YOUR ASSIGNMENT – Everything in the listing below except the pictures should be reproduced exactly.

RECORDS FOR THE TASK –
******

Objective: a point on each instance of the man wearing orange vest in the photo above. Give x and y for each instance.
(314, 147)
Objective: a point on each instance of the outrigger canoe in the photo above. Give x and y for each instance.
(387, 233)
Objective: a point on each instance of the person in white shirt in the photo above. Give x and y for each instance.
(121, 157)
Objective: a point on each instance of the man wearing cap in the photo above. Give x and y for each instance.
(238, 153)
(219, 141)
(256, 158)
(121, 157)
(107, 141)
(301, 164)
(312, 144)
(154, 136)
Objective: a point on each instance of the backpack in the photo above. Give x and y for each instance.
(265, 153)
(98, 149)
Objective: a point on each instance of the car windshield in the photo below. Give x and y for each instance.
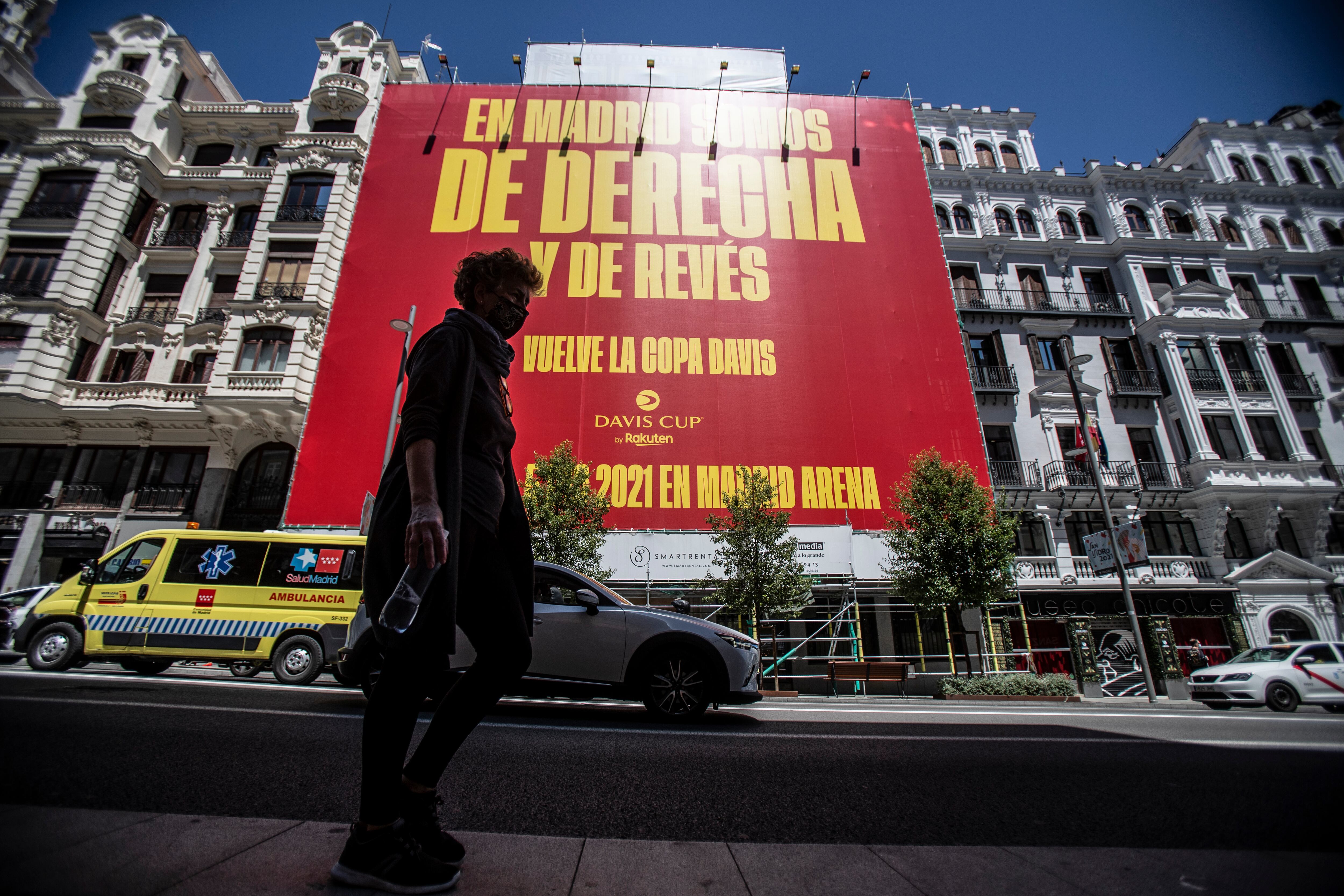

******

ANSWER BOX –
Objective: a point on each instance of the man wearing orange vest in the photo above. Give x and y for each instance.
(314, 147)
Objective: a point on each instance of the outrigger canoe in the photo above. Give x and y for each instance.
(387, 233)
Objective: a point on each instance of the person in white shirt in the photo above. Give x and y for each instance.
(121, 157)
Objective: a point on each instance of the man wearing cap in the photo above. Give x and y for each instance.
(238, 153)
(219, 141)
(256, 158)
(121, 157)
(107, 141)
(301, 164)
(312, 144)
(154, 136)
Objective: a point on each instance of the backpack in the photo above. Give x and y for each instance.
(265, 153)
(98, 149)
Objective: a point on each instance of the car windshield in the photo below. Give x and y for each instance.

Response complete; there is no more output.